◆ **INSTRUCTIONS TO FOLLOW**: Copy the records below exactly, from the line containing "Exercise. Point to the leafy" through the last line of the records, with both ends included.

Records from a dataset

— Start —

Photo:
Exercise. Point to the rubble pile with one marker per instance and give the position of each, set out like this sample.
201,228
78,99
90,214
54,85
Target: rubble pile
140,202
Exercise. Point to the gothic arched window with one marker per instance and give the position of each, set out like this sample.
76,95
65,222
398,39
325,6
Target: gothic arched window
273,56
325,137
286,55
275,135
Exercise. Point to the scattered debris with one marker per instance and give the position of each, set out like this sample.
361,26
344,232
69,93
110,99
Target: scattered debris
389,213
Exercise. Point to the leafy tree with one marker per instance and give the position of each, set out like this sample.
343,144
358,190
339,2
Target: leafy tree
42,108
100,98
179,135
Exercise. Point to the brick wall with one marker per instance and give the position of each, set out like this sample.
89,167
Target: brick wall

— End —

◆ **RESULT**:
Exercise. Point to the leafy tree with one marker per instance and give the position of each, set out like this sample.
343,144
358,190
339,2
Target: leafy tree
42,108
100,98
179,135
Exercise. Point to the brick wall with one marker per instance and give the position of each, set out like this sample.
89,167
Target: brick wall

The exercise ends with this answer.